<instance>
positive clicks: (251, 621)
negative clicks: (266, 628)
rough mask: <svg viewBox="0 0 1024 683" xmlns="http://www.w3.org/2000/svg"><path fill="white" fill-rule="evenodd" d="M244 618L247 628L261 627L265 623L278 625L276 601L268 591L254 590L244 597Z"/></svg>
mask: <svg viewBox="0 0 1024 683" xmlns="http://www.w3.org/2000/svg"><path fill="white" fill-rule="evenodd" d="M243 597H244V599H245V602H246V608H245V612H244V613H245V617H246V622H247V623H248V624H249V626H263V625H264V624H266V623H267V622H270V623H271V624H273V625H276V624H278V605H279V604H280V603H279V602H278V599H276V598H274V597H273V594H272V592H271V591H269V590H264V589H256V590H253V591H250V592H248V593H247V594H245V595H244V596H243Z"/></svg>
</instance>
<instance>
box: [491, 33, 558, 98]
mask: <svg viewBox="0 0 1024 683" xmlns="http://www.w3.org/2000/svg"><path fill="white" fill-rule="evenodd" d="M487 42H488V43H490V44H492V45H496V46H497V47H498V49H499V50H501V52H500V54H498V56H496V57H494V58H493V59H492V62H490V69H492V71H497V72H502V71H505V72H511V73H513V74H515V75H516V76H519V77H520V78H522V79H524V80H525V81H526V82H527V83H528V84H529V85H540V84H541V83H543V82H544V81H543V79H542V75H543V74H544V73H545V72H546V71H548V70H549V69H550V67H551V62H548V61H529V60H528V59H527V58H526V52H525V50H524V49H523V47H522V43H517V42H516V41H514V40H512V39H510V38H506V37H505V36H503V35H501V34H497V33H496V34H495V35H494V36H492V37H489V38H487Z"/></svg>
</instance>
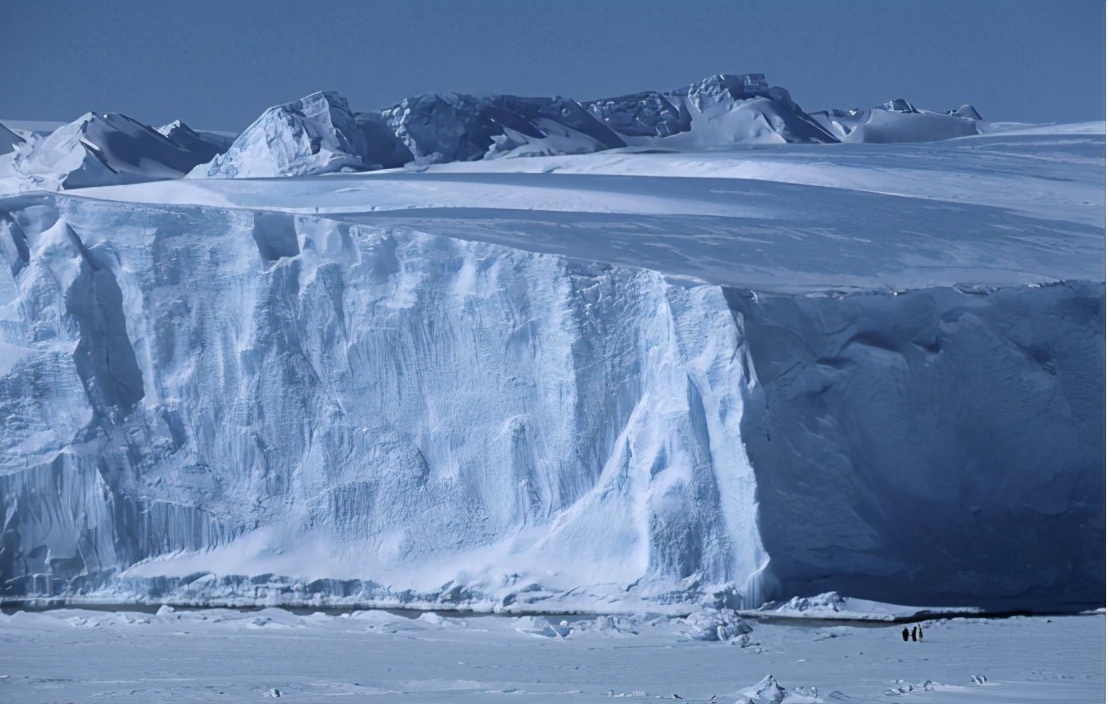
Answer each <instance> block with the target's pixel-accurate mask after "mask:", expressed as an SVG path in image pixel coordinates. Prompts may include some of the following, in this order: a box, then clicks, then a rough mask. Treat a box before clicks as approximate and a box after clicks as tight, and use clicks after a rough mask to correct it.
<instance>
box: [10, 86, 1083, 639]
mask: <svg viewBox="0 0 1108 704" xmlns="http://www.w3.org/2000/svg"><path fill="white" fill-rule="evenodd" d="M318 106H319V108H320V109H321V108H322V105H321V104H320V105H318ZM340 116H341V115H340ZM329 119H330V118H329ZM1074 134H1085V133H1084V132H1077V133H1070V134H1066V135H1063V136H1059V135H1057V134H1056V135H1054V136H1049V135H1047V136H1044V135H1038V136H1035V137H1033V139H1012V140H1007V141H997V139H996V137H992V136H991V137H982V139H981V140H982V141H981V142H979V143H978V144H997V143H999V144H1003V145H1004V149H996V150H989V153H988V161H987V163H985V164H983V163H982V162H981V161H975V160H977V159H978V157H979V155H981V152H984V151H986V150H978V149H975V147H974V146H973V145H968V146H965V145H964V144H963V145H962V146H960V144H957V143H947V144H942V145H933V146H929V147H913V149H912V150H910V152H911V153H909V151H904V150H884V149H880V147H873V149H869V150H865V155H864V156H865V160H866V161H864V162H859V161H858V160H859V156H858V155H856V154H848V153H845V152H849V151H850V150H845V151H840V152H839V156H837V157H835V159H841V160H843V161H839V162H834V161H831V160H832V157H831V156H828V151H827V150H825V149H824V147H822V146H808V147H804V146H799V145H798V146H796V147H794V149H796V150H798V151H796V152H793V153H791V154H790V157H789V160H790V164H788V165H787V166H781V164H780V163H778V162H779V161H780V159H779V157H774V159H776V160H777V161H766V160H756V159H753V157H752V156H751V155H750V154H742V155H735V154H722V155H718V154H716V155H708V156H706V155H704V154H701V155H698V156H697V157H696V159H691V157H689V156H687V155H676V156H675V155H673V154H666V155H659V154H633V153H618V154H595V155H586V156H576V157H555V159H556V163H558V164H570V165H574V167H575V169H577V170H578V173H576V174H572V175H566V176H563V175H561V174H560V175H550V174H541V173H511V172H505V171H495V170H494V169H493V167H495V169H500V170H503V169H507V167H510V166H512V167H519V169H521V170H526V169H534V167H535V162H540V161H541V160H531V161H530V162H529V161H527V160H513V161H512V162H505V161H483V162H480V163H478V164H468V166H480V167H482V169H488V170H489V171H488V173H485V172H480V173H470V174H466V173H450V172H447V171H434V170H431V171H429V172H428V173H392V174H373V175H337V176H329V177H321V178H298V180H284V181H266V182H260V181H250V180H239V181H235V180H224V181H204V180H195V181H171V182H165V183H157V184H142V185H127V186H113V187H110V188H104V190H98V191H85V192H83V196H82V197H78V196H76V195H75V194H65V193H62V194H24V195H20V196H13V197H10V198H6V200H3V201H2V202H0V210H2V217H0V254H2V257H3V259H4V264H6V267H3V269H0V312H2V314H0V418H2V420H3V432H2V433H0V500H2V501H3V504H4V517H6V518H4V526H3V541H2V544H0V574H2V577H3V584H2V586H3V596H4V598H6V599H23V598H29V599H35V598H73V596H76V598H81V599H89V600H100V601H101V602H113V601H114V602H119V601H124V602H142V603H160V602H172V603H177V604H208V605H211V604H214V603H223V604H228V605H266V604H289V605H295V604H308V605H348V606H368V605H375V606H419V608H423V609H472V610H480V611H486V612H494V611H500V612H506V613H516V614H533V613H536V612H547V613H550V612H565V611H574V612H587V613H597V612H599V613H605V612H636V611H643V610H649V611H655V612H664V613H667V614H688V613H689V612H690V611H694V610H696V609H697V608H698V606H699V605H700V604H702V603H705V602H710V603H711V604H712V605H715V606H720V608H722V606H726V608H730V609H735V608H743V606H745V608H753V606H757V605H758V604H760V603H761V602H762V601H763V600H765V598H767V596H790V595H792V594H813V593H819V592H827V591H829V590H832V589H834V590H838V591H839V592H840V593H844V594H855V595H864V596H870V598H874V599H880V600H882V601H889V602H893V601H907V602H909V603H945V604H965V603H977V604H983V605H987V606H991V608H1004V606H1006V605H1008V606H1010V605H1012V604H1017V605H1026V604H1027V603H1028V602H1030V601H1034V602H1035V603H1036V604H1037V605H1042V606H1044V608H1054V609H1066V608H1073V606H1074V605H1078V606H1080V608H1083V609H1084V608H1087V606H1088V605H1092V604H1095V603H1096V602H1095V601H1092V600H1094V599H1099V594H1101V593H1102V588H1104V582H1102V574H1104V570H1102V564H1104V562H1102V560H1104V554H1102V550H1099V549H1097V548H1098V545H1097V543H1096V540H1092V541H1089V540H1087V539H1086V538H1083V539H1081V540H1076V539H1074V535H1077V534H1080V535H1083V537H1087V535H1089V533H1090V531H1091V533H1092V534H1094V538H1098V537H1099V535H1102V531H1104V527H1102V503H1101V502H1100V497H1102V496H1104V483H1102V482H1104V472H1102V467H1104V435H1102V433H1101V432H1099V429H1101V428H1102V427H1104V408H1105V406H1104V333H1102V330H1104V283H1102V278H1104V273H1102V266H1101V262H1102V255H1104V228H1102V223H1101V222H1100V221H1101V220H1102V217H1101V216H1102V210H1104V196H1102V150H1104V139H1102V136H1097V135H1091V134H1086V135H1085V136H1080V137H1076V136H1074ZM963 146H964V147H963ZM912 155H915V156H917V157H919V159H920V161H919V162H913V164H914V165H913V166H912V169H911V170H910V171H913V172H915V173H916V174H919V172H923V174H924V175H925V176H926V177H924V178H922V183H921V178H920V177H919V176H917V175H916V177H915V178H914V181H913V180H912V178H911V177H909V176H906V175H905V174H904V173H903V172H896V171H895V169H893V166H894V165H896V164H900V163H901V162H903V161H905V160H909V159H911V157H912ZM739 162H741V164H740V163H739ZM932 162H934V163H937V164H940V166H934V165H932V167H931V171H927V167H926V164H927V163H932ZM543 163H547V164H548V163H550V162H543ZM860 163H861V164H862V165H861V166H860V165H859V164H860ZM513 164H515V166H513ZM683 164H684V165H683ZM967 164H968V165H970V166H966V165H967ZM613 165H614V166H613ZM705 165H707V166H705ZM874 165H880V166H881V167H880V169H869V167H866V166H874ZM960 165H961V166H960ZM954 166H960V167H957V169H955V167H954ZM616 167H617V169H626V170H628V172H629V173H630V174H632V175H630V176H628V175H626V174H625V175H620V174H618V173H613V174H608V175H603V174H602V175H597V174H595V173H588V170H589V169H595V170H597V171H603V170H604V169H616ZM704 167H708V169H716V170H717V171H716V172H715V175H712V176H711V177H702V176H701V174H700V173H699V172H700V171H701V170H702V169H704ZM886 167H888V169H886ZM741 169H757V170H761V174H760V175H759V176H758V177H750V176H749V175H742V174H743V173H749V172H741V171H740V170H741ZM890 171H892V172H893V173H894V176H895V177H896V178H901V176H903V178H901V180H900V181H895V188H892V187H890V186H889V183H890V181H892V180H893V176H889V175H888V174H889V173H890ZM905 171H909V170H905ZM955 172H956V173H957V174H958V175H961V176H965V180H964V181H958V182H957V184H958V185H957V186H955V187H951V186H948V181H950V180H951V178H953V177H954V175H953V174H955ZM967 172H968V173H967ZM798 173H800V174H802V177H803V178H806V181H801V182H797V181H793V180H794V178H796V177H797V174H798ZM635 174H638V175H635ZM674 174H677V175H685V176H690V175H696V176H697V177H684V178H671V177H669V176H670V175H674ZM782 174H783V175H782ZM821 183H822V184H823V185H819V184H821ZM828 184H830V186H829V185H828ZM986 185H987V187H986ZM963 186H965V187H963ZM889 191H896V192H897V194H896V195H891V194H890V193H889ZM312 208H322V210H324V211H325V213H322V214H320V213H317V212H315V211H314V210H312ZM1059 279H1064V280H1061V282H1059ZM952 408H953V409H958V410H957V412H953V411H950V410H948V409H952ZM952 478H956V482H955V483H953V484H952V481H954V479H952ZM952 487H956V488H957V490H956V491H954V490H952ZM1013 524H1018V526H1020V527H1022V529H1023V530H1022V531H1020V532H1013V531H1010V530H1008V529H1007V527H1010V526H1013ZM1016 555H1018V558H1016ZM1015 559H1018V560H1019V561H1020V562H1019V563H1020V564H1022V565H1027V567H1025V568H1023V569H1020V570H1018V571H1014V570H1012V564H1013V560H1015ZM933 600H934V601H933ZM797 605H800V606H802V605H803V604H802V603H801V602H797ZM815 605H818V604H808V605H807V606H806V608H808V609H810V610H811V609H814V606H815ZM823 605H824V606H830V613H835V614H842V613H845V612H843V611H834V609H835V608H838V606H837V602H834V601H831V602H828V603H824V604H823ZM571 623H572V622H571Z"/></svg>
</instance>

════

• [Task]
All lines with the word "clicks" must be located in the data and copied.

• [Result of this exercise]
positive clicks: (251, 621)
negative clicks: (266, 628)
Answer each <instance> block with the target's pixel-accurate mask after "mask:", expressed as an SVG path in image pixel coordinates. Prompts may include some of the following, in this order: a box, then clicks, then a rough mask. Treat a box before clicks as approximate and a box after clicks as tight, and use clicks after a rough mask to correct it.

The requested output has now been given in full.